### WRITTEN TASK
Starting with the line that contains "Agricultural drone survey: scan the aerial photo for pitched" and going on through the line that contains "144, 80, 148, 94", render these lines of the records as a JSON list of strings, one string per line, omitting blank lines.

-- start of INFORMATION GIVEN --

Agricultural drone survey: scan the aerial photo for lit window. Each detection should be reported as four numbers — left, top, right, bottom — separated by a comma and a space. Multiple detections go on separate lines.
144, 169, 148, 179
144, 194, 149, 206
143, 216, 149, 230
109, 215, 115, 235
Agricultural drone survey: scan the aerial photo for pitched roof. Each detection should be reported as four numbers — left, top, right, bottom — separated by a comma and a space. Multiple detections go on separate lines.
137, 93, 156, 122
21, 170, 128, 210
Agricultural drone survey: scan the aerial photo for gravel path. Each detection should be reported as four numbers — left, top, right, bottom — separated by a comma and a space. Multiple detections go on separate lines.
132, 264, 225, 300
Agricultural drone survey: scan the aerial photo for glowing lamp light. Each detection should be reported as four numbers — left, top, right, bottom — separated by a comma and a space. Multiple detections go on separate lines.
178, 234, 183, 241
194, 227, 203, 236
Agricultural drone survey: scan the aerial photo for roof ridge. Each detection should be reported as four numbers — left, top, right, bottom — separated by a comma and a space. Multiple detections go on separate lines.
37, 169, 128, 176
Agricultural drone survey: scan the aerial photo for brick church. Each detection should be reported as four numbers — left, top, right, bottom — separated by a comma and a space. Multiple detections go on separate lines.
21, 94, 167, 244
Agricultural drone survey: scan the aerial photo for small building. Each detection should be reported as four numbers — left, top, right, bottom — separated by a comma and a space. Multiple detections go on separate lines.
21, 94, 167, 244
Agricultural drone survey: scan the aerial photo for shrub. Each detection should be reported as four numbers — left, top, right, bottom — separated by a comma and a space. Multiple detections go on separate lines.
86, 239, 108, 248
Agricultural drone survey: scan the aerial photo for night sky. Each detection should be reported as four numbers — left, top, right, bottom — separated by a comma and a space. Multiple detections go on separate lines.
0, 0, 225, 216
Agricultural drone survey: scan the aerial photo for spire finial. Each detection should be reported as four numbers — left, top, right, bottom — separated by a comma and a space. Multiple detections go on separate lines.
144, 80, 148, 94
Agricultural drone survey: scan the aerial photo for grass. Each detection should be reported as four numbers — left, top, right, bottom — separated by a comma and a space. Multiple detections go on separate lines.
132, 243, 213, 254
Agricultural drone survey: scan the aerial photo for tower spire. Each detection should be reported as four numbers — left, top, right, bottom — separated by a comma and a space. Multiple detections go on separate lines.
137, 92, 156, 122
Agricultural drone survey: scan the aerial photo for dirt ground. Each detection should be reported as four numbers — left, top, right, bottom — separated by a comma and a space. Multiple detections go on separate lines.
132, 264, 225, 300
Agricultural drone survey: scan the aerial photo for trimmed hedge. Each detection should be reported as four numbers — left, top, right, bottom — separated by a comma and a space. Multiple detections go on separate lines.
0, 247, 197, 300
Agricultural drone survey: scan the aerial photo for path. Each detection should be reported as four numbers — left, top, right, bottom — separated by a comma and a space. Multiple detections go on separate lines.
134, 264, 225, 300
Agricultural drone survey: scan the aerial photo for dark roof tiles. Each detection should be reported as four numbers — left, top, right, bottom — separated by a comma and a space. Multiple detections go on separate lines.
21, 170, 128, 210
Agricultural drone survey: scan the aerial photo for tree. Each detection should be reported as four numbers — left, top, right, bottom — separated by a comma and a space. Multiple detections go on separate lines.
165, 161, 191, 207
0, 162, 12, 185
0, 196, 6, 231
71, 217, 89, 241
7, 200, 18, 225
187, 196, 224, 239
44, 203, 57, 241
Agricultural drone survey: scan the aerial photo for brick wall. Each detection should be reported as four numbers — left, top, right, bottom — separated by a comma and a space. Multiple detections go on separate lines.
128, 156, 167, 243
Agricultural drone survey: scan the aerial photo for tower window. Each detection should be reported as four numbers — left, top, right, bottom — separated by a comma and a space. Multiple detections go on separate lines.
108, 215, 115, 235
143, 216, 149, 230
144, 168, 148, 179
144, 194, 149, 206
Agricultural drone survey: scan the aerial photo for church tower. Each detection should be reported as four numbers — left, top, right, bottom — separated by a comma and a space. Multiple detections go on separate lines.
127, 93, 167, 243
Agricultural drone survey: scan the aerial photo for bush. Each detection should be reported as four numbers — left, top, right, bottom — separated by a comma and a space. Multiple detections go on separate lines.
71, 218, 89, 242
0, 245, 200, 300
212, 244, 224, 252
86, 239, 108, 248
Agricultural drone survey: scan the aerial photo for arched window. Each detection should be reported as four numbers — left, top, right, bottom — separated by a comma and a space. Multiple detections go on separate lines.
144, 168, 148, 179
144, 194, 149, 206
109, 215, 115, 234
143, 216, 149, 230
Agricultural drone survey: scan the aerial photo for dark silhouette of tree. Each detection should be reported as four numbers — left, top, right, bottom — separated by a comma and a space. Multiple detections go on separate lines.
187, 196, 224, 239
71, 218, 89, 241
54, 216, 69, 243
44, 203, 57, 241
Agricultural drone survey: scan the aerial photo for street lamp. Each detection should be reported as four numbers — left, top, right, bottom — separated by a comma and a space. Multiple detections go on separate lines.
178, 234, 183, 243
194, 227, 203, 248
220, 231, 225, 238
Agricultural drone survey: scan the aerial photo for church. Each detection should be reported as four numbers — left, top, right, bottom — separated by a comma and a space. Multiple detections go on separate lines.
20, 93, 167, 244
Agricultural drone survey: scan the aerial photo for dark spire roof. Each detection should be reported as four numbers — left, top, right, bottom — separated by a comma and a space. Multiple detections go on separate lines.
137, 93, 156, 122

-- end of INFORMATION GIVEN --

### TASK OUTPUT
[
  "Agricultural drone survey: scan the aerial photo for pitched roof. Each detection should be reported as four numbers — left, top, right, bottom — separated by a comma and a space. Multiple detections go on separate lines.",
  "137, 93, 156, 122",
  "21, 170, 128, 210",
  "Agricultural drone survey: scan the aerial photo for gravel path. Each detection should be reported as four numbers — left, top, right, bottom — separated by a comma and a space. Multiple detections go on separate lines.",
  "132, 264, 225, 300",
  "Agricultural drone survey: scan the aerial photo for glowing lamp light. Each detection should be reported as four numbers — left, top, right, bottom — separated by a comma and a space. Multiple detections go on separate lines.",
  "178, 234, 183, 241",
  "194, 227, 203, 236",
  "Agricultural drone survey: scan the aerial photo for roof ridge. Each detection should be reported as four numbers — left, top, right, bottom — separated by a comma and a space. Multiple detections go on separate lines.",
  "37, 169, 128, 176",
  "Agricultural drone survey: scan the aerial photo for brick church. Each detection should be reported as four numbers — left, top, right, bottom — separated by a comma and a space. Multiple detections go on separate lines.",
  "21, 94, 167, 244",
  "Agricultural drone survey: scan the aerial photo for small building. Each detection should be reported as four numbers — left, top, right, bottom — separated by a comma and a space. Multiple detections go on separate lines.",
  "21, 94, 167, 244",
  "Agricultural drone survey: scan the aerial photo for shrub. Each detection should be reported as four numbers — left, top, right, bottom — separated by a comma and a space. Multiple detections go on separate lines.",
  "86, 239, 108, 248",
  "Agricultural drone survey: scan the aerial photo for night sky. Each detection should be reported as four numbers — left, top, right, bottom — separated by a comma and a space. Multiple detections go on separate lines.",
  "0, 0, 225, 216",
  "Agricultural drone survey: scan the aerial photo for spire finial. Each detection should be reported as four numbers — left, top, right, bottom — separated by a comma and a space. Multiple detections go on separate lines.",
  "144, 80, 148, 94"
]